#### EXERCISE DIRECTIONS:
Convert the records, beginning at the line that contains "For every instance of the bare" and continuing through the end of the records, into a two-column CSV with the columns "prompt" and "points". Give one row per record, putting its text and its answer each in a single quoted field with line breaks replaced by spaces.

(Object point labels)
>>>

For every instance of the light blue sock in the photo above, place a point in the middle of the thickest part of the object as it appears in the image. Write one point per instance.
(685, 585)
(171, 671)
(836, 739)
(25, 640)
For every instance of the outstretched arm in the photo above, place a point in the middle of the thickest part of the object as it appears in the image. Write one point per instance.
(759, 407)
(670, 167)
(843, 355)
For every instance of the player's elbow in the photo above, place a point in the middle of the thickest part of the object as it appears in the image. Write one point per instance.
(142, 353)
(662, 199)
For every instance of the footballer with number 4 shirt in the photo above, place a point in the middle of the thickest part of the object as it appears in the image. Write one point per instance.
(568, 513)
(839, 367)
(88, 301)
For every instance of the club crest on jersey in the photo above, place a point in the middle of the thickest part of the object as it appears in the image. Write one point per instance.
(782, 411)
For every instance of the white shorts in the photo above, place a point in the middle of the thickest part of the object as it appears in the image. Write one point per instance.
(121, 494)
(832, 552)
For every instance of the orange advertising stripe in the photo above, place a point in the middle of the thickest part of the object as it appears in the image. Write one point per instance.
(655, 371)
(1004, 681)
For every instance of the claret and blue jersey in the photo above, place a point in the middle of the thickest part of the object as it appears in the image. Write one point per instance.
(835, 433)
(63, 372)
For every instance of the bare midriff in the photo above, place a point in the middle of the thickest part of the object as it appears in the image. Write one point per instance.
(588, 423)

<<<

#### OUTPUT FOR THIS EXERCISE:
prompt,points
"For every instance of the bare midriff in the photo above, place a point in the middle of the thickest part of the object as it appears in the image. Write one point per instance.","(588, 423)"